__RECORDS FOR THIS TASK__:
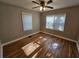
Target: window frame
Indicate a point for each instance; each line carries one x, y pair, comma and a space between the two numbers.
30, 14
54, 19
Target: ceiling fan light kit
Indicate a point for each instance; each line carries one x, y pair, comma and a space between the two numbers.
43, 4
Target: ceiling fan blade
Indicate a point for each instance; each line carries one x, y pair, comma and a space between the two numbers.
35, 2
35, 7
50, 1
49, 7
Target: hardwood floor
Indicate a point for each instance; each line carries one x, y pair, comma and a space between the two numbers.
41, 46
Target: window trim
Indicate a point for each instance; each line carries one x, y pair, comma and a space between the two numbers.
54, 17
26, 13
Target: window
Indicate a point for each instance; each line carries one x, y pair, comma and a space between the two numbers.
55, 22
27, 21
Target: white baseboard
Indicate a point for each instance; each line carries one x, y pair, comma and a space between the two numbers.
18, 39
59, 36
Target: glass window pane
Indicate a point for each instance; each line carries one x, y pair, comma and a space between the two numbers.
59, 22
49, 22
27, 22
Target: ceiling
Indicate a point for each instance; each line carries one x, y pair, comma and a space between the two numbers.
56, 4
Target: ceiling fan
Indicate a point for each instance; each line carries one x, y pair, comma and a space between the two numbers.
42, 4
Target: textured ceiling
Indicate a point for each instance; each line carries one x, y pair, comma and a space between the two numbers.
56, 4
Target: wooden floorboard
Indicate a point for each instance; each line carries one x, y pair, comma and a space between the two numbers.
50, 47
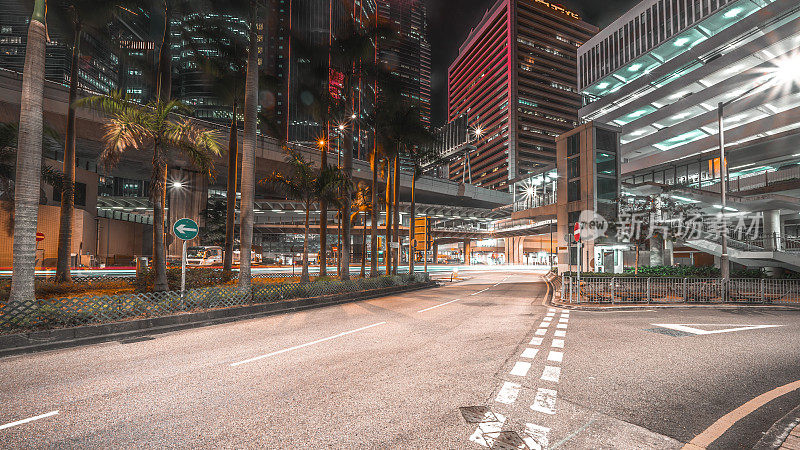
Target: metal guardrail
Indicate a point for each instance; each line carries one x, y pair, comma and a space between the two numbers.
678, 290
59, 312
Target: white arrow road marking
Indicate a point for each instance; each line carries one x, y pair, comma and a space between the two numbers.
537, 436
508, 393
306, 344
29, 419
691, 327
545, 401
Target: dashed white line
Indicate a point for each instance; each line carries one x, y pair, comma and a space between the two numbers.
508, 393
296, 347
555, 356
520, 368
440, 304
551, 373
545, 401
29, 419
530, 353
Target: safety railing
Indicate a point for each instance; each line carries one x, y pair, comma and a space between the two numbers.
678, 290
60, 312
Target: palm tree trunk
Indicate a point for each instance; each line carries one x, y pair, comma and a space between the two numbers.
396, 198
411, 225
388, 251
373, 263
248, 159
323, 220
304, 278
230, 219
29, 161
158, 197
68, 181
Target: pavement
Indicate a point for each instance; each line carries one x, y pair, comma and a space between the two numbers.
477, 363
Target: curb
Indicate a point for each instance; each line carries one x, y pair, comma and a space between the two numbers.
777, 434
15, 344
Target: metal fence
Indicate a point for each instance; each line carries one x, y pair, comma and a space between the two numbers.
678, 290
59, 312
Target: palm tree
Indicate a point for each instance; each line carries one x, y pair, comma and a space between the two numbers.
303, 183
81, 14
29, 160
130, 126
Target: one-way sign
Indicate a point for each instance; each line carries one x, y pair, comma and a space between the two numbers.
185, 229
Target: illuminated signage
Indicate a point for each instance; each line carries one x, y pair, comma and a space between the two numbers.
559, 8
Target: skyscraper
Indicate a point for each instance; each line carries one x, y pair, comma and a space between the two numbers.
407, 52
515, 77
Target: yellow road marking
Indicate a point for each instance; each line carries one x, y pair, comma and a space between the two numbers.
712, 433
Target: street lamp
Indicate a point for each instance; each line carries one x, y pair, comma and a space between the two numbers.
785, 72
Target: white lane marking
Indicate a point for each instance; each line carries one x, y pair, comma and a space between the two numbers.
686, 328
551, 373
545, 401
480, 436
537, 436
508, 393
296, 347
520, 369
29, 419
530, 353
440, 304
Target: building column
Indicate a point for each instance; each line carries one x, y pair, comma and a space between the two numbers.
772, 230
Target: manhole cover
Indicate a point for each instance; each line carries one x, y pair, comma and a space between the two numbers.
507, 440
135, 340
668, 332
478, 414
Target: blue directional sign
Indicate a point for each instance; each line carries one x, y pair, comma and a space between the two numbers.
186, 229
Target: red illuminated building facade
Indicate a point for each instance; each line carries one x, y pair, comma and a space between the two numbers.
515, 77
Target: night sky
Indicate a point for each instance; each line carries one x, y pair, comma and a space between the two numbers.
451, 20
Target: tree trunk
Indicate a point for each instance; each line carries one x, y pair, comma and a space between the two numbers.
304, 278
323, 220
68, 181
29, 162
230, 218
248, 159
396, 198
387, 256
158, 190
373, 263
411, 225
344, 224
164, 81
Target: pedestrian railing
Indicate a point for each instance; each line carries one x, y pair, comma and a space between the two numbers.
678, 290
60, 312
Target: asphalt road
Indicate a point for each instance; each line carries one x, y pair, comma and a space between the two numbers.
394, 372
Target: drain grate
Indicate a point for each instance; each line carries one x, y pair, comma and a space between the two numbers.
507, 440
478, 414
135, 340
668, 332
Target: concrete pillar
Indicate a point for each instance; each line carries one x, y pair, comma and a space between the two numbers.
669, 248
657, 250
772, 230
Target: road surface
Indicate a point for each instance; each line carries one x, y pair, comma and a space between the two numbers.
395, 372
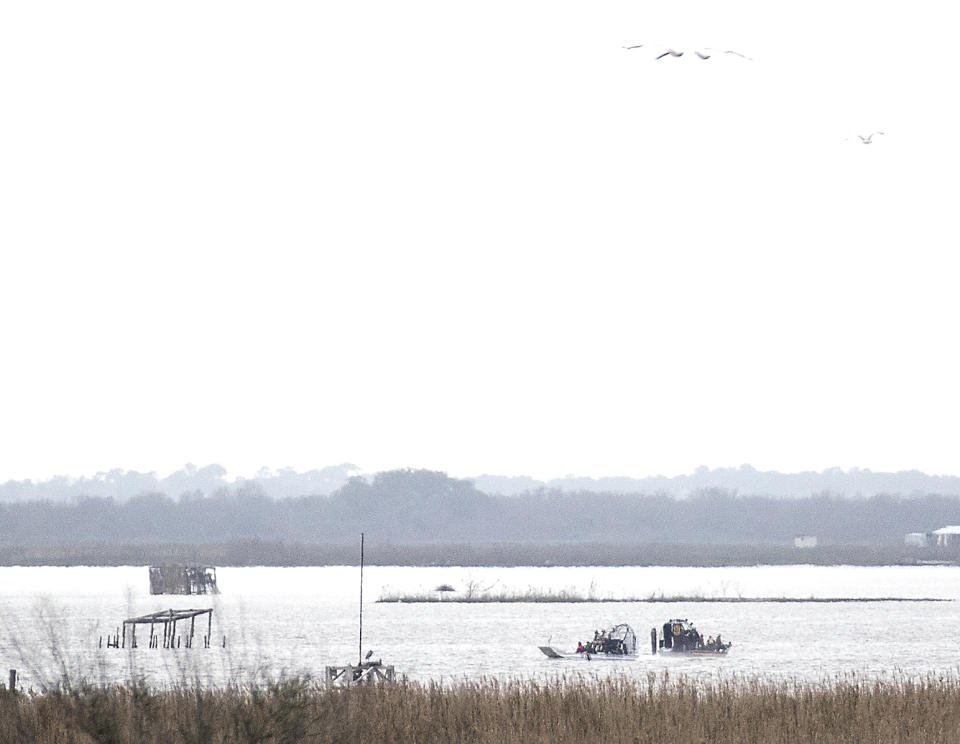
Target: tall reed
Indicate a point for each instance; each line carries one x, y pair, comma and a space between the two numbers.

__EXERCISE INSTRUCTIONS__: Leaving out the pictures, repeat the data above exactly.

__COMPLETED EXERCISE__:
Target: window frame
Indicate a point for each instance; each line carries one x, y pair, comma and a space between the two numbers.
30, 14
54, 19
Target: ceiling fan light kit
Indicate a point for each instance; each line carries one x, y pair, comma and a space between the two numbers.
43, 4
Target: ceiling fan blade
Indicate a point for each instance; each line carries one x, y pair, comma and a space between the two numbers.
35, 2
35, 7
50, 1
49, 7
Target: hardwood floor
Indicate a point for each instance; each line carries one x, y pair, comma and a space between the two numbers.
41, 46
Target: window trim
Indicate a point for each instance; each line carries one x, y pair, comma and a space between the two numbers.
54, 17
26, 13
Target: window
Indicate a point for each instance; each line carries one x, y pair, comma and a space between the two numbers.
55, 22
27, 21
Target: white baseboard
Indicate a point for each instance; each line carries one x, y pair, comma and a space between the two numbers.
18, 39
59, 36
Target: glass window pane
Indicate a point for each instance; each line carries one x, y pair, comma and a space between the two numbers.
59, 22
49, 22
27, 22
Target: ceiling
Indicate a point for each instance; each line carries one x, y pair, comma and a space between the two numbers.
56, 4
Target: ceiling fan
Indicate a point for each instance; each line carries one x, y pair, comma and a space between the two numbers.
42, 4
Target: textured ceiling
Indicate a point for each instance; each line carries one x, y pair, comma and a space between the two numbers.
56, 4
Target: wooden floorboard
Indicate a point for each instance; each line carries one x, y pair, comma and a space between the two numbers.
50, 47
Target: metal guardrail
Indicate a point for each instance; each line carries one x, y pair, comma and a space between the two numbers.
678, 290
59, 312
Target: white arrow road marking
Indicate a point for each instance; each line carries one x, y pair, comma and a space between the two numbers.
537, 436
508, 393
306, 344
29, 419
691, 327
545, 401
Target: dashed white line
Indicate a point for each instance; each line carries one x, y pair, comma and a space between the two numbers.
508, 393
296, 347
555, 356
520, 368
440, 304
551, 373
545, 401
29, 419
530, 353
Target: safety railing
Indicate a point for each instance; each line carries one x, y pair, comma and a space between the two numbers.
678, 290
60, 312
Target: palm tree trunk
Indicate a point for each instance; each line carries one x, y pair, comma and a space between the two numbers.
396, 198
411, 225
388, 251
373, 263
248, 159
323, 220
304, 278
230, 219
29, 161
158, 197
68, 181
Target: pavement
Indicate a point for each instance; each line carries one x, y pair, comma and a space between the two numbers.
477, 363
Target: curb
Indicate a point for each instance; each line carries one x, y pair, comma and a space between the two numbers.
777, 434
15, 344
Target: metal fence
Indicate a point for each instance; each line carries one x, y pair, comma and a space between the two numbers.
678, 290
59, 312
Target: palm tree
Indicate a point for each instance; each line carries one x, y pair, comma and a space between the two numbers.
303, 183
81, 14
29, 160
130, 126
Target: one-way sign
Indicate a point for each instance; each line carries one x, y pair, comma and a space between the two numbers.
185, 229
Target: illuminated signage
Indicate a point for each instance; each line carries one x, y pair, comma and a space between the two numbers.
559, 8
Target: skyscraper
Indicate a point for each instance; each line carries one x, y pair, comma and a space between the two numbers.
407, 52
515, 77
Target: yellow road marking
Indicate a point for each instance; each line carries one x, y pair, comma and a space between the two numbers.
712, 433
Target: street lamp
Indicate a point for each instance; each line carries one x, y pair, comma and a space between the two numbers.
785, 72
Target: white lane marking
Indicate a point for each instance; each line carries one x, y pair, comma and a space between the two numbers.
686, 328
551, 373
545, 401
480, 436
537, 436
508, 393
296, 347
520, 369
29, 419
530, 353
440, 304
Target: building column
Indicate a point for each instance; each line carries one x, y pair, comma and a space between the two numbers.
772, 230
Target: manhole cover
Indicate a point for each instance; each line carries one x, y pair, comma and a space between the two numbers.
507, 440
135, 340
668, 332
478, 414
Target: blue directional sign
Indicate a point for each instance; each line carries one x, y pair, comma and a space between the two numbers.
186, 229
Target: red illuminated building facade
Indicate a point for each instance; each line carries one x, y pair, comma and a space between the two numbers.
515, 77
Target: night sky
Indicate a point for each instance; each line carries one x, y pair, comma and a space between the two numbers.
451, 20
Target: tree trunk
Indicate a point for each instance; each line carries one x, y pair, comma and a space between the two numbers.
304, 278
323, 220
68, 181
29, 162
230, 218
248, 159
396, 198
387, 256
158, 190
373, 263
411, 225
344, 224
164, 81
Target: pedestrian railing
Indicate a point for each instance; each line carries one x, y pair, comma and a space between the two numbers.
678, 290
60, 312
Target: asphalt road
Indicate a point for each instance; each line carries one x, y pair, comma and a space between the two numbers.
394, 372
Target: drain grate
Indicate a point for each instance; each line carries one x, y pair, comma and a space between the two numbers.
507, 440
478, 414
135, 340
668, 332
Target: concrete pillar
Indicate a point for each instance; each line carries one x, y pair, comma and a space between the two numbers.
669, 248
657, 250
772, 230
Target: road surface
Indicate a point for each instance; each line carries one x, y pair, comma and a space between the two numbers.
395, 372
Target: tall reed
Indicate a point for each instance; each line carries one x, y pair, comma and a space between the two numbers.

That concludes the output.